YOUR TASKS:
- a) In the passage on assisted dying for psychiatric illness, reproduce the words from "Belgium also has" to "patient for MAiD.", swapping "two-track system" for "dual-track system".
- b) Could you write the next part of the passage on assisted dying for psychiatric illness, picking up after its final sentence?
── SUPPLIED PASSAGE
Both countries have more stringent requirements for proving an illness is irremediable, says Dr. Kim, by requiring psychiatric input and putting more emphasis on trying additional therapies than is recommended in Canada.

Belgium also has a two-track system in which patients and doctors look for potential therapy and treatments, while another team assesses the patient for MAiD.

The rates of approval for psychiatric illnesses in Belgium and the Netherlands are low, says Dr. Kim, ranging from just one to three per cent.

“The large majority are rejected,” he says. "Overwhelmingly, the main reason is there are other alternatives."

In Canada, there’s some disagreement about whether patients who want assisted dying need to try treatments or only that they must be informed of what is available.

Dr. Ellen Wiebe says health care professionals who provide MAiD are careful to review the treatments the patient has undergone, though more treatments can’t be forced on anyone.
────
── DATASET EXCERPTS
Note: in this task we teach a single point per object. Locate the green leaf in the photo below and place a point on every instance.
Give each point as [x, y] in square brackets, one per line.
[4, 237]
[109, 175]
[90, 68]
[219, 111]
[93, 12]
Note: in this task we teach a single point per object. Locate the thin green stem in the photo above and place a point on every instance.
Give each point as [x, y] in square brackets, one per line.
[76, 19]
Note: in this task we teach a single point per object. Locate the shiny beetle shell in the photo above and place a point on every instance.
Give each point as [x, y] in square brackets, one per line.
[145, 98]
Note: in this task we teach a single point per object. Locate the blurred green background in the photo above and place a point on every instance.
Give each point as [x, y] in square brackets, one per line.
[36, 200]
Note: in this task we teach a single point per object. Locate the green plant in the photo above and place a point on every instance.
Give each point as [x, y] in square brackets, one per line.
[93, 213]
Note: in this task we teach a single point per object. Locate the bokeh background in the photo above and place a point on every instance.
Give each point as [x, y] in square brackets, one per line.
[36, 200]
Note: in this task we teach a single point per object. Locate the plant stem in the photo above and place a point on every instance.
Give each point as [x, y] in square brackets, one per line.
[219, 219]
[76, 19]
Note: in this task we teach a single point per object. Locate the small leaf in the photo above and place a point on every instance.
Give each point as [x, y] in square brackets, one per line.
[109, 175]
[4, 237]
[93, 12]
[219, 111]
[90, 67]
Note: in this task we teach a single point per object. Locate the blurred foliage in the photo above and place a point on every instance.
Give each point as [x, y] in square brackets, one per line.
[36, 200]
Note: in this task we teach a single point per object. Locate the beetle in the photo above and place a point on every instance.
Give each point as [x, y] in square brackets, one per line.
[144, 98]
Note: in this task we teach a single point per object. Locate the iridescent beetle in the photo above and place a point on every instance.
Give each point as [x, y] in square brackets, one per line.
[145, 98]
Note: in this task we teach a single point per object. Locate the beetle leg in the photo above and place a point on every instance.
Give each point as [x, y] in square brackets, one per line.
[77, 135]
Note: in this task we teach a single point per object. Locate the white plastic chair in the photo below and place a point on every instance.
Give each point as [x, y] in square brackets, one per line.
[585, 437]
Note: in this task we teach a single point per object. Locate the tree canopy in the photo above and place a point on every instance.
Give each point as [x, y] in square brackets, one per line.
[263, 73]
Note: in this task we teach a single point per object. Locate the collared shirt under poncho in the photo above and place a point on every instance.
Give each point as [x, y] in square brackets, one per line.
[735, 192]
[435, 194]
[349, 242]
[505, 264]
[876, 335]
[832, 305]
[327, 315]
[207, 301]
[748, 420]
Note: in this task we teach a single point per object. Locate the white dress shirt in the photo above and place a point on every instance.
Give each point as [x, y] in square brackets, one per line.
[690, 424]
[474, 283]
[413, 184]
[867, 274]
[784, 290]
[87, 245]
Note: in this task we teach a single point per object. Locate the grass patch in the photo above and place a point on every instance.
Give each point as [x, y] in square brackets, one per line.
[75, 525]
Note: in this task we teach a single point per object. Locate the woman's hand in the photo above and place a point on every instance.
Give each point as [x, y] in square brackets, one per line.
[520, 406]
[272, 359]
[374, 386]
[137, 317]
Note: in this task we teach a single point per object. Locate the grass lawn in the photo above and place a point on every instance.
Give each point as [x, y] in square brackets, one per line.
────
YOUR WRITTEN ANSWERS:
- a)
Belgium also has a dual-track system in which patients and doctors look for potential therapy and treatments, while another team assesses the patient for MAiD.

- b)
“Individually, assessors will look at what treatments they have received and say you haven't tried this or this or this…and then the patient would have to convince me that there was a good reason not to try them.”


Canada has already been under the international microscope for its increasing use of medically-assisted death for physical disorders. The latest Health Canada report shows a steady increase over the past six years to where 3.3 per cent of all deaths in 2021 were from MAiD. That has quickly approached the European average where about four per cent of all deaths are assisted deaths.

"I've had colleagues call me from other countries saying, you know what's going on in Canada?” says MAiD skeptic Dr. John Maher.

But Dr. Wiebe argues the new rule acknowledges the plight of those suffering from intolerable mental illnesses.

"If you are suffering unbearably, you've got the right to say, 'I've had enough' and you'll go through a process with safeguards,'' says Dr. Wiebe. 

John Scully agrees. MAiD promises him relief from almost four decades of mental suffering. But its arrival also makes him sad.

"It just formalizes the utter failure of psychiatric medicine," he says.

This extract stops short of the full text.